• _Document text_:
####################
Flash #286

The Villain Origins retrospective won’t go past the 80s for a variety of reasons, so this is the last time we will meet a new member of the Flash Rogues Gallery.
And he’s definitely the flashiest.


FLASH #286 (1980)
by Cary Bates & Don Heck

My apologies for any of my readers that happen to be colorblind.
You’ll understand why soon.

We begin with the Flash coming across a rainbow even if it hasn’t rained in a while, and also it’s the middle of the night (despite the blue sky).
Enjoy that caption because that’s basically the last time this story references anything that even remotely resembles actual science.

The guards of the museum are too sad to be in this story to be of any help.

I do appreciate Flash thinking first about his other villains, but… NONE of them would pull something like this? Granted the only telepath in his classic rogues gallery is Gorilla Grodd who I don’t think is into arts, and it’s not like Captain Boomerang or Captain Cold would do this.
####################
• _Material provided_:

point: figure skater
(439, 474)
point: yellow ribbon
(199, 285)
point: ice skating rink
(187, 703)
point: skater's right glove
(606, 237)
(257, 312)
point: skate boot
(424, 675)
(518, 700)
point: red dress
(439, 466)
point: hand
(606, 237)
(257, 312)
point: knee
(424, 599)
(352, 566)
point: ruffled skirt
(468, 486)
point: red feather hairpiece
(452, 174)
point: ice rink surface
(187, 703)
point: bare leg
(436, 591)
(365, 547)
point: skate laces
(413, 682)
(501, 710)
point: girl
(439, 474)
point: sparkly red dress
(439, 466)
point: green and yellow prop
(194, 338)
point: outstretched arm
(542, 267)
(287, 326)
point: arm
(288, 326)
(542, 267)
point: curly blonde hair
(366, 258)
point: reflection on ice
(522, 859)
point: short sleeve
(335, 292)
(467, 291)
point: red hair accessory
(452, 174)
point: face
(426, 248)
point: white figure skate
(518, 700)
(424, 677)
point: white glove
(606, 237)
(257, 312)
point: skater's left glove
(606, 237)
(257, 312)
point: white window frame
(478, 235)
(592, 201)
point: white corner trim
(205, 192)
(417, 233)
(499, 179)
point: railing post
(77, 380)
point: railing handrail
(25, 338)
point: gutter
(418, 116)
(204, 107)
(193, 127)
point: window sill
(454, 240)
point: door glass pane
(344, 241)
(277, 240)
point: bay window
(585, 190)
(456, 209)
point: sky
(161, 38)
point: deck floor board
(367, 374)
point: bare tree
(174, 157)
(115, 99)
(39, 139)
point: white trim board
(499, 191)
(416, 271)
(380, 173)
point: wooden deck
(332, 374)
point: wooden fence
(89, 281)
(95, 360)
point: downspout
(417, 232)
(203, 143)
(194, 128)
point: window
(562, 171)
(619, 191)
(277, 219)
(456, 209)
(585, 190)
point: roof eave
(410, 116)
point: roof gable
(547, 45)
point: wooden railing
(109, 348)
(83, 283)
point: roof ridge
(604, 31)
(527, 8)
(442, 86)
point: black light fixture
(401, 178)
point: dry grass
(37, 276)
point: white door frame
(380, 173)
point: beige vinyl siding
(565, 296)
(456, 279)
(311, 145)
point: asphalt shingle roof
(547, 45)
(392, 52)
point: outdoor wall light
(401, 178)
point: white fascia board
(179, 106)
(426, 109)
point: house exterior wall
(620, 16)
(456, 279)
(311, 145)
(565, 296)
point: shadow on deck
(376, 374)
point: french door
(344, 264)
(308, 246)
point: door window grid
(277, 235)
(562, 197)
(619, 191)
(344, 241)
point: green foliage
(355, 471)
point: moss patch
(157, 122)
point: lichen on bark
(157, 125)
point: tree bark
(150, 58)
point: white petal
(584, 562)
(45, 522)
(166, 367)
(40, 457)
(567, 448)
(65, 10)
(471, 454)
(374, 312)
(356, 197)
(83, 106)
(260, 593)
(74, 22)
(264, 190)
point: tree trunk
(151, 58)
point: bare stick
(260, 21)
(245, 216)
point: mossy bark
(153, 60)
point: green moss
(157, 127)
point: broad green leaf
####################
• _What to do_:
1. Repeat the Flash #286 review from "The Villain Origins" to "to be colorblind.", substituting "series" for "retrospective".
2. Please rewrite the paragraph of the Flash #286 review that begins "We begin with the Flash coming across a rainbow" in fewer words, keeping its main facts.

• _Task-by-task results_:
1.
The Villain Origins series won’t go past the 80s for a variety of reasons, so this is the last time we will meet a new member of the Flash Rogues Gallery.
And he’s definitely the flashiest.


FLASH #286 (1980)
by Cary Bates & Don Heck

My apologies for any of my readers that happen to be colorblind.

2. The Flash finds a rainbow even though it hasn't rained in a while and it's the middle of the night, despite the blue sky. That caption is about the last time the story references anything resembling actual science.